▶ _Instructions for the task_:
Reproduce each of the lines word for word.
— BEGIN Records supplied —
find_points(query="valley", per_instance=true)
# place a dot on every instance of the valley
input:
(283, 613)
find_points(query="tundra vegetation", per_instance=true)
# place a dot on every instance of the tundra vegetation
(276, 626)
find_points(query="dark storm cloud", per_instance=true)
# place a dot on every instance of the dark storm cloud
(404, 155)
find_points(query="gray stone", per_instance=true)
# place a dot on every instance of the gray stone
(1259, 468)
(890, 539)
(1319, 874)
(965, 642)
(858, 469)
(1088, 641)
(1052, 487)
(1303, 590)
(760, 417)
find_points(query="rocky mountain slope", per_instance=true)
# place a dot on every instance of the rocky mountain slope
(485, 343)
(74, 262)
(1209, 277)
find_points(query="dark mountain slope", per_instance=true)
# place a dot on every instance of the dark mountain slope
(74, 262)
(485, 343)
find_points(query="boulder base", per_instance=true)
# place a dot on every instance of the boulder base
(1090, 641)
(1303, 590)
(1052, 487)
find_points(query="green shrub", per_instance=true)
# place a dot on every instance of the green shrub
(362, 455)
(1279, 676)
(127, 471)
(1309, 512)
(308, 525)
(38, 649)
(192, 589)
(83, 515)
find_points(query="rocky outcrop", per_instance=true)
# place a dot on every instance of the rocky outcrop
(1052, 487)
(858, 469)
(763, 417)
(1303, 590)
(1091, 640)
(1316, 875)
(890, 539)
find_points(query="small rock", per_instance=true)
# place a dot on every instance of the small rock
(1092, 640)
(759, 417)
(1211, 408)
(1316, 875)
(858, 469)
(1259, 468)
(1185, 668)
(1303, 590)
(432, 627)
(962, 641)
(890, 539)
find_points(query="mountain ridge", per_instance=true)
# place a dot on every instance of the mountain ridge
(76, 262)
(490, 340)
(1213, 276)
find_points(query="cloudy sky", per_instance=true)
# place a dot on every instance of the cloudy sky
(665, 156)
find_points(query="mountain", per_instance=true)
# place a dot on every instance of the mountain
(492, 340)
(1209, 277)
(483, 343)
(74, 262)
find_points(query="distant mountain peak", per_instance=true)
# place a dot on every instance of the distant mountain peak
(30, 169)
— END Records supplied —
▶ _Solution_:
find_points(query="valley", per_instance=true)
# place a dot on every instance of the valley
input:
(283, 613)
find_points(query="tundra vegetation", per_instance=true)
# place a dot on every instance of the tundra vegetation
(276, 626)
find_points(query="dark storm cloud", per_instance=true)
# place a dot on every instance of the dark storm cloud
(404, 155)
find_points(query="gray stone", per_instance=true)
# place a dot on every instance of the gray stone
(1259, 468)
(890, 539)
(1319, 874)
(965, 642)
(858, 469)
(1088, 641)
(1052, 487)
(1303, 590)
(760, 417)
find_points(query="rocky mountain slope", per_instance=true)
# place a dot on every instance of the rocky mountain slope
(485, 343)
(74, 262)
(1209, 277)
find_points(query="dark mountain slope", per_instance=true)
# place a dot on every instance of the dark mountain slope
(74, 262)
(485, 343)
find_points(query="boulder base", per_instance=true)
# place a dot on every instance of the boulder base
(1090, 641)
(1303, 590)
(1052, 487)
find_points(query="green shrub", per_instance=true)
# place a dot on every instance of the green shrub
(362, 455)
(1279, 676)
(127, 471)
(1309, 512)
(308, 525)
(38, 649)
(192, 589)
(83, 515)
find_points(query="rocky outcrop", per_instance=true)
# place a dot on every instance of the rocky outcrop
(1052, 487)
(858, 469)
(763, 417)
(1303, 590)
(1091, 640)
(1316, 875)
(890, 539)
find_points(query="small rock", per_instance=true)
# place a dot on every instance of the small rock
(1092, 640)
(759, 417)
(1211, 408)
(1316, 875)
(858, 469)
(1259, 468)
(1185, 668)
(1303, 590)
(432, 627)
(962, 641)
(890, 539)
find_points(query="mountain ridge", per_instance=true)
# place a dot on every instance of the mountain ridge
(76, 262)
(490, 340)
(1213, 276)
find_points(query="cloudy sky", per_instance=true)
# place a dot on every instance of the cloudy sky
(665, 156)
find_points(query="mountain", per_instance=true)
# place a dot on every instance of the mountain
(492, 340)
(1209, 277)
(483, 343)
(74, 262)
find_points(query="distant mountain peak", per_instance=true)
# place a dot on every instance of the distant mountain peak
(30, 169)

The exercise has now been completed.